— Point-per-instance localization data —
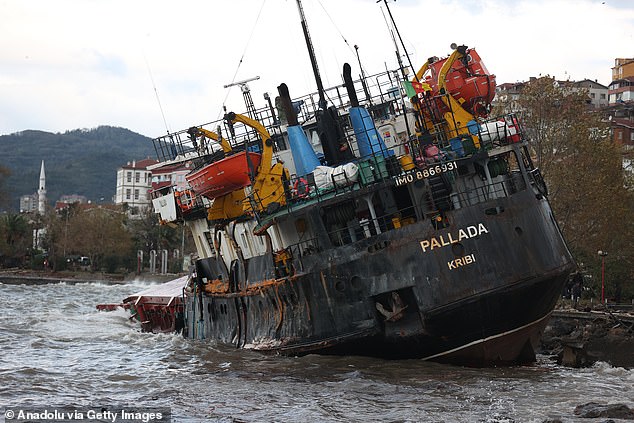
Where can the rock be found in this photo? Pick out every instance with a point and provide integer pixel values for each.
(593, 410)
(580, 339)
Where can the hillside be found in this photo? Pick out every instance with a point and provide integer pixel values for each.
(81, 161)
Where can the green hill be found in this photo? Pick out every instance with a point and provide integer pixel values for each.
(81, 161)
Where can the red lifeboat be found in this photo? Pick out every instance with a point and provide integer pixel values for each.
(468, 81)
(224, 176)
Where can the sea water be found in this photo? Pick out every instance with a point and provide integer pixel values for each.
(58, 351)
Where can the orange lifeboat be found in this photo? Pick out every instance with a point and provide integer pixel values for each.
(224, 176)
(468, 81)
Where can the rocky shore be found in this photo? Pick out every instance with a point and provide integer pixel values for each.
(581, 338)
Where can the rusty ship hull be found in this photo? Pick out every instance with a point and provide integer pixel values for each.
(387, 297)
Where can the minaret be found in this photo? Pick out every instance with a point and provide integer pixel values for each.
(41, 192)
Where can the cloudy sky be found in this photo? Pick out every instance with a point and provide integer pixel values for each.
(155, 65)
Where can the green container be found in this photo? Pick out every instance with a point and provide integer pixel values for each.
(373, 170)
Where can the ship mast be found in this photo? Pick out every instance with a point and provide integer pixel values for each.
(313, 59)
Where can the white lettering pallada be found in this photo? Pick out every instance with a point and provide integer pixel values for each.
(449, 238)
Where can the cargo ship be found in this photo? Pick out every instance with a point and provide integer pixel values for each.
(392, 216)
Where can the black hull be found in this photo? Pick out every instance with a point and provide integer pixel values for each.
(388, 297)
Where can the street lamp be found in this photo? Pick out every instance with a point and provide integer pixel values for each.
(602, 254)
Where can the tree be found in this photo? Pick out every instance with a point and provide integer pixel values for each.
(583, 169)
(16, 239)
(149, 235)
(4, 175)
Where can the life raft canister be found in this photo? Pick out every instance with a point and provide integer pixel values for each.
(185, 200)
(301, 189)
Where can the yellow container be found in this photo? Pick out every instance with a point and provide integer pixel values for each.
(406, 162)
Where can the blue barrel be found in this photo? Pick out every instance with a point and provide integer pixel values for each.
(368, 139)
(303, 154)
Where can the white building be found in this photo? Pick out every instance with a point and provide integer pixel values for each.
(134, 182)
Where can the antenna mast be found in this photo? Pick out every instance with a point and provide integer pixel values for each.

— BRIEF —
Repeat exactly the lines starting at the line with "Where can the life" and ending with the final line of the entries. Include nothing else.

— SOLUTION FOR THIS PROBLEM —
Where can the life raft canister be found in this photo? Pick out every instance with a point and provide integer pixel values for each.
(185, 200)
(301, 189)
Where can the yellow container be found in this photo? Pick out every instance with a point and provide integer pixel values for each.
(406, 162)
Where can the blue barrel be found in this photo? Pick out every instance with a point and provide integer pixel values for each.
(368, 139)
(303, 154)
Where can the white building be found in this photo? Pick out every instance with a point and provide integer pixel values for each.
(134, 182)
Where can the antenna mast be found in this photo? Pick out every instance with a point and provide integer pixel values for each.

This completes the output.